Opdrachten:
- a) Geef voor elk van de beweringen (i), (ii) en (iii) aan of ze overeenkomt met de tekst over Toorop en Beardsley. Antwoord met ja of nee en citeer letterlijk de woorden uit de tekst die de doorslag geven. (i) De Toorop-tentoonstelling is op weg naar München en Parijs. (ii) Toorops affiche voor de Levensverzekering Maatschappij Arnhem stamt uit 1904. (iii) De anekdote in de Haagsche Courant verscheen voor de dood van Beardsley.
- b) Breid de tekst over Toorop en Beardsley uit met een korte alinea die aansluit op de laatste zin.

Tekst:
━━━━━━━━━━━━━━━━━━━━━━━━━━━━━━
Over Aubrey Beardsley en zijn Chinese verzamelaars in 1898.

scannen0001De Jan Toorop-tentoonstelling is ondertussen afgelopen en op weg naar München en Parijs. Wij moeten het nu dus doen met de fraaie catalogus die ook u ongetwijfeld aandachtig heeft bestudeerd. Mogelijk hebt u net als wij de loep gepakt bij een van de afbeeldingen op pagina 103. Daar is namelijk een prentbriefkaart te zien met een foto van het Arnhemse Velpervoortviaduct, omstreeks 1904. Dat samensteller Van Wezel goed kan speuren is welbekend maar dit is wel een heel fenomenale vondst: hoe vindt je zoiets? Alleen met het allergrootste geluk en toeval. Op het viaduct is namelijk Toorops affiche voor de Levensverzekering Maatschappij Arnhem uit 1899 te zien. Geweldig! We zijn zo copyrightschendend geweest om het plaatje te scannen. Als u erop klikt ziet u het iets beter. Nu wéét je wel dat de nu onbetaalbare affiches ontworpen door Toorop, Cheret, Toulouse-Lautrec, De Feure en noem maar op rond 1900 gebruiksvoorwerpen waren en werkelijk als affiches bedoeld maar dat ze gewoon op straat hingen blijft moeilijk voor te stellen. Die ritst elke art nouveau-fan toch meteen van de muur? De bushokjes hadden immers toch nog niet van die glazen beschermkasten? Deze ansicht lijkt ons, althans wat Toorop betreft, de eerste documentaire illustratie van dit affichegebruik.

Wel is gedocumenteerd dat wanneer rond 1895 de affiches van Aubrey Beardsley in het Londense straatbeeld verschijnen de hele Engelse hoofdstad zogenaamd ‘geel kleurde.’ Dat veroorzaakte veel afschuw, de meer conservatieve kunstminnaars vonden Beardsley’s tekeningen en affiches verschrikkelijk slecht en onzedelijk. Maar ook toen zullen veel (jongere) liefhebbers hebben getracht deze affiches heel van de muur te halen om veilig binnen op te hangen. Dat dit Londense verschijnsel ook in Nederland is opgemerkt bleek ons onlangs dankzij het voortschrijdende Delpher.  Op 2 mei 1898, enkele maanden na Beardsley’s dood, werd in de Haagsche Courant een geestige anekdote erover gemeld. Het is van de zeer weinige meer uitvoerige vroege, voor 1900, vermeldingen van de jonggestorven Engelse tekenkunstenaar maar in ons bescheiden overzicht van Beardsley’s ontvangst in Nederland ontbrak hij nog. Dat hij juist in een Haagse krant stond is waarschijnlijk niet helemaal toevallig. Juist in de hofstad was men beter op de hoogte van de buitenlandse avant garde-kunst dan waar ook in Nederland rond 1900.
Het lijkt wel een verhaal van Jacob Israël de Haan, iets als Het monster van China, maar dan met een kunststuk in de hoofdrol.
━━━━━━━━━━━━━━━━━━━━━━━━━━━━━━
[Opgeslagen gegevens]
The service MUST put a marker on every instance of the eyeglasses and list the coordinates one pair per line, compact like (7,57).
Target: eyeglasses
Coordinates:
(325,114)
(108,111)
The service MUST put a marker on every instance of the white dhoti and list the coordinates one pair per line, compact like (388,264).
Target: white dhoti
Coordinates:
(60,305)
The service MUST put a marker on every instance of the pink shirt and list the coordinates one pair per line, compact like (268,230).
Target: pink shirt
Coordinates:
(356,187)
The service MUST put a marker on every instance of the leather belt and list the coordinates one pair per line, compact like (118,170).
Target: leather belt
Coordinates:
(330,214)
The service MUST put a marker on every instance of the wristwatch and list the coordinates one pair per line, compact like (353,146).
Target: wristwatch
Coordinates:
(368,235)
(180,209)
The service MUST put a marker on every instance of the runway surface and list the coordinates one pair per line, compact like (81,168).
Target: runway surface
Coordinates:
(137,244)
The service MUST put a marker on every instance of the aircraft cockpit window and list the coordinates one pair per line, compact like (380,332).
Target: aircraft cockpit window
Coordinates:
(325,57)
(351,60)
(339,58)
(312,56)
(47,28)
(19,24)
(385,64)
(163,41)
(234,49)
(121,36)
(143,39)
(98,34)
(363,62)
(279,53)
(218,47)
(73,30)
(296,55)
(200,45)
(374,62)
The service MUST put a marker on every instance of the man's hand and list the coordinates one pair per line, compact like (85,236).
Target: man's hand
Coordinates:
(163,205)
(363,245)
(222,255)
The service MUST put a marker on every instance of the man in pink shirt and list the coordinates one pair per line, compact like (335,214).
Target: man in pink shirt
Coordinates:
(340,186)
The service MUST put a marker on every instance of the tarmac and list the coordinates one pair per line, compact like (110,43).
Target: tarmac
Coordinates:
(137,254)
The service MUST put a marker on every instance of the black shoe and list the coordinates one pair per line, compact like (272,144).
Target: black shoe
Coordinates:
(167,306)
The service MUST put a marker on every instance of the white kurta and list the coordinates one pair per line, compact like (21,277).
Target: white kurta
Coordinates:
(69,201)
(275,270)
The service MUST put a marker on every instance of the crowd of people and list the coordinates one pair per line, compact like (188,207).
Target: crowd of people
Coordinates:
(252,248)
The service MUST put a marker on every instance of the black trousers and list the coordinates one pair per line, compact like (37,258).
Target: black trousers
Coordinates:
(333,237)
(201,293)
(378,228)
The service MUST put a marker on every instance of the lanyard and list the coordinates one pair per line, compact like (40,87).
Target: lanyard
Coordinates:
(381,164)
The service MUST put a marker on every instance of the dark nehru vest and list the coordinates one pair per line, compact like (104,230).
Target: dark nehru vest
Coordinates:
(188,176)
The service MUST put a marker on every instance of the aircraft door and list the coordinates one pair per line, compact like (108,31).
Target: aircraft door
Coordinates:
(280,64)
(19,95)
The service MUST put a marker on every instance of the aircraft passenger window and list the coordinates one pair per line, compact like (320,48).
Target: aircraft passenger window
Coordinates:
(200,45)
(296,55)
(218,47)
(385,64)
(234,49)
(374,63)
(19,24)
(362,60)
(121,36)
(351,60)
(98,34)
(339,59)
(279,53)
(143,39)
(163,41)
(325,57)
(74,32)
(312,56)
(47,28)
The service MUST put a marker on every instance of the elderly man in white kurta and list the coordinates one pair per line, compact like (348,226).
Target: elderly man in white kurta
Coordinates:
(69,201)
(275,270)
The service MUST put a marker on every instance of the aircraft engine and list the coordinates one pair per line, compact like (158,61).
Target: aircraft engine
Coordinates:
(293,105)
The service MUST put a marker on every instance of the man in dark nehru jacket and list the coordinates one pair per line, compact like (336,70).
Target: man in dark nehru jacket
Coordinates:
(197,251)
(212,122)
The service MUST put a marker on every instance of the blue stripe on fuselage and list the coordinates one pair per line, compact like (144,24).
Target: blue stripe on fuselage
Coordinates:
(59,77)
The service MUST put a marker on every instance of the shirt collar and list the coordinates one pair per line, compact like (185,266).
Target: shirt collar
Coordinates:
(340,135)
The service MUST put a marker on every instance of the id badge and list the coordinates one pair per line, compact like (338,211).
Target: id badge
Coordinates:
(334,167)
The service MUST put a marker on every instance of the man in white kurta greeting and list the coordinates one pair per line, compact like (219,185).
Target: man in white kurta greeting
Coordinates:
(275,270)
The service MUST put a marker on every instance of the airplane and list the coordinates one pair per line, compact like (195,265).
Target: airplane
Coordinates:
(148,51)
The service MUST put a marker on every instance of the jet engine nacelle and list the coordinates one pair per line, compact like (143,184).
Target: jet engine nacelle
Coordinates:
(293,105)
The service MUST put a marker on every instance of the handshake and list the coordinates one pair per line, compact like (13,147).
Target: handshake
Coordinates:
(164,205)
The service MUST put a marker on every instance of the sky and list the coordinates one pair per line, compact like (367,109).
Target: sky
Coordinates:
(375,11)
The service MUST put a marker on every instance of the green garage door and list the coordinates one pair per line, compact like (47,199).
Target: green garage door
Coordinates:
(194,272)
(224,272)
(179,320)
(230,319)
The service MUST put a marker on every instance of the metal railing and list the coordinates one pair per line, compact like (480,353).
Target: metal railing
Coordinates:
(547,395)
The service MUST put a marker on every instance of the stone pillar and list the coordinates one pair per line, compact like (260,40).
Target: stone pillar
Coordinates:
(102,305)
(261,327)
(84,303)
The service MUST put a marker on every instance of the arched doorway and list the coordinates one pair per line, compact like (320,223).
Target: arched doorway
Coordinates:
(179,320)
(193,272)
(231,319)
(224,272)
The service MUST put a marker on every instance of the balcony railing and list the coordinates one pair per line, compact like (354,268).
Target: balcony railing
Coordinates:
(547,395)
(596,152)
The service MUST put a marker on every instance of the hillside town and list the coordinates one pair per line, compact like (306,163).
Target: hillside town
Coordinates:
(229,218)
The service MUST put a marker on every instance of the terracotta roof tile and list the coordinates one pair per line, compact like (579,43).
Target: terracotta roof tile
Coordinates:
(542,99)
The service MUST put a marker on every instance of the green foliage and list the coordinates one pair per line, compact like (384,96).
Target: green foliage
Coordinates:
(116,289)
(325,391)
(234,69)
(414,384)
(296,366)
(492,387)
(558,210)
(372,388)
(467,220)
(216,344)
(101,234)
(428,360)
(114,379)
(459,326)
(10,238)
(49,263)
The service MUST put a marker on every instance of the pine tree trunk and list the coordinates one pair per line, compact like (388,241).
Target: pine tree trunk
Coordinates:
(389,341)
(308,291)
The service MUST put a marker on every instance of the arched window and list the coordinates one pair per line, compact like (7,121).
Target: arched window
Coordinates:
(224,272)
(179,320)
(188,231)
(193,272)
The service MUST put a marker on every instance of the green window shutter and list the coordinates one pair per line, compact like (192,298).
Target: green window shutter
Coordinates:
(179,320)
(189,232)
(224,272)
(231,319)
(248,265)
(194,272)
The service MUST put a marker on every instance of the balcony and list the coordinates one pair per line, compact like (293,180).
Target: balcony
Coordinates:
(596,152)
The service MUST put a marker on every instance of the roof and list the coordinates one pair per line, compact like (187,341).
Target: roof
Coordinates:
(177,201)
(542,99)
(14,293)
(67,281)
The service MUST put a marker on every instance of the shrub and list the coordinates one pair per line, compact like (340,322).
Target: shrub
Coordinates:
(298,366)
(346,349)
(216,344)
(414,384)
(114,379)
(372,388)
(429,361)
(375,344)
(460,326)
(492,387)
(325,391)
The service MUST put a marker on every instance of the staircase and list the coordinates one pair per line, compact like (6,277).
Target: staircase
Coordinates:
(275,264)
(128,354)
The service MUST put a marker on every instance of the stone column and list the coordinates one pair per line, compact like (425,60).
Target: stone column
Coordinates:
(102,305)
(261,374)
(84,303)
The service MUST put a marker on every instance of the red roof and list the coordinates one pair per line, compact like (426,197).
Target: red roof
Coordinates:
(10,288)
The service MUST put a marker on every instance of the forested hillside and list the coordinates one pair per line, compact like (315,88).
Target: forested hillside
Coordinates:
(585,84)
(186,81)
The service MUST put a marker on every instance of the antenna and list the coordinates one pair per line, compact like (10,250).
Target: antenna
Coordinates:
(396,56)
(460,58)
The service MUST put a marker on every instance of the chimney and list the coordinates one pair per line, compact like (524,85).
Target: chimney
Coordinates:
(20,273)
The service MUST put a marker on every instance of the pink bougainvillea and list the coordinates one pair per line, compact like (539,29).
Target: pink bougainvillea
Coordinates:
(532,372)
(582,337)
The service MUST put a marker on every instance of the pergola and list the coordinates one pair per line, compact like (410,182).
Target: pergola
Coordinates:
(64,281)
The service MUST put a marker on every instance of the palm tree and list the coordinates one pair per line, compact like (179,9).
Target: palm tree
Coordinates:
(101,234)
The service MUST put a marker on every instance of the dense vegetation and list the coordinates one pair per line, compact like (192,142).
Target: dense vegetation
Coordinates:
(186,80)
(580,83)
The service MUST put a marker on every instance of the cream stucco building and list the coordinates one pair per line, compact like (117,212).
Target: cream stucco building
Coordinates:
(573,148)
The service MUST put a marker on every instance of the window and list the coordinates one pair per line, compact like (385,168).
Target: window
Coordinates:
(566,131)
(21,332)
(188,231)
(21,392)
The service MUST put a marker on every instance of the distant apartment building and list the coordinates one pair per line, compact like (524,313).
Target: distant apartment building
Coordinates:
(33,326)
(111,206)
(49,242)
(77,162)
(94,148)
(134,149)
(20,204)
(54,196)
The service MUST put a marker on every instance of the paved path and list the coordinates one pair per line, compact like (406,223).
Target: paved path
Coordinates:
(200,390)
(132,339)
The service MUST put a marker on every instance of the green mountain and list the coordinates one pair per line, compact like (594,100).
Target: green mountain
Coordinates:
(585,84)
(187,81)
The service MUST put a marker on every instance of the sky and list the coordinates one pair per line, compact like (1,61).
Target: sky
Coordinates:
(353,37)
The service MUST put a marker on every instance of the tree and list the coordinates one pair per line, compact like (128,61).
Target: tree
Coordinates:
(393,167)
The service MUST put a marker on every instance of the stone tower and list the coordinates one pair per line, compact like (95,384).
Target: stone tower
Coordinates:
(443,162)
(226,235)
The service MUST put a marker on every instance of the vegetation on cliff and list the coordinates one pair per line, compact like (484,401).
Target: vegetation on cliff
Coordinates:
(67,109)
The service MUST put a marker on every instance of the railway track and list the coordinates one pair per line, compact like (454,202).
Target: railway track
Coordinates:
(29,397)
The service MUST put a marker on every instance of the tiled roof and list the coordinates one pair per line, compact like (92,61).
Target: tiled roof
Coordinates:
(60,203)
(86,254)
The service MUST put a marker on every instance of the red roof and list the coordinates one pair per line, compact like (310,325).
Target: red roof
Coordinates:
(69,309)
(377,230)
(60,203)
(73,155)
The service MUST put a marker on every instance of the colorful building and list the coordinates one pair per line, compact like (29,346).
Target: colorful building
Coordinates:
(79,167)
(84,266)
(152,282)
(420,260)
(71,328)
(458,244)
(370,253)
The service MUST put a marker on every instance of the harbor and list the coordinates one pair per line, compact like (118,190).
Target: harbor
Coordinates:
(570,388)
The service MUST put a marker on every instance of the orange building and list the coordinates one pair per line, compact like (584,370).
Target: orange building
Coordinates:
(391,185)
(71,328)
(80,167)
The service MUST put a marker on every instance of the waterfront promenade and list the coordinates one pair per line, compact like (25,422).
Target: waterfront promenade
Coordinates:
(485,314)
━━━━━━━━━━━━━━━━━━━━━━━━━━━━━━
Antwoorden:
- a)
(i) Ja: "De Jan Toorop-tentoonstelling is ondertussen afgelopen en op weg naar München en Parijs."
(ii) Nee: "Toorops affiche voor de Levensverzekering Maatschappij Arnhem uit 1899"
(iii) Nee: "Op 2 mei 1898, enkele maanden na Beardsley’s dood"

- b)
Een Amerikaan, die toevallig te Londen vertoefde, kocht daar een van de zonderlinge reclame-biljetten, zooals de onlangs overleden Engelsche artist Aubrey  Beardsley tot verbazing van zijne landgenooten ontwierp. Hij betaalde er fl.1,25 voor en zond het affiche naar een zijner vrienden in Amerika, als staaltje ‘van de meest moderne Engelsche kunst.’ De vriend had blijkbaar geen smaak in dit kunstproduct, want hij gebruikte het stevige papier om er linnengoed in te pakken, dat naar de wasscherij ging van een Chinees, Sam-Li geheeten. Nauwelijks had Sam-Li het geminachte reclame-biljet gezien, of zijn oogen begonnen te schitteren en hij vroeg aan den brenger van het pak, of hij den omslag mocht houden, ’t geen gereedelijk werd toegestaan. Sam-Li hing dadelijk het affiche in zijn bleekerij op en noodigde zijn landgenooten uit om het moois te komen bewonderen. Er kwamen er een paar, toen drie, toen een dozijn en eindelijk honderden, naarmate de mare van het wonderlijke aanplakbiljet zich verspreidde. Een van de bezoekers, Wan-To-Li, directeur van een Chineeschen schouwburg te Kanton, kocht het voor f 250 en liet het zien tegen entree; daarmee verdiende hij meer dan f 1000.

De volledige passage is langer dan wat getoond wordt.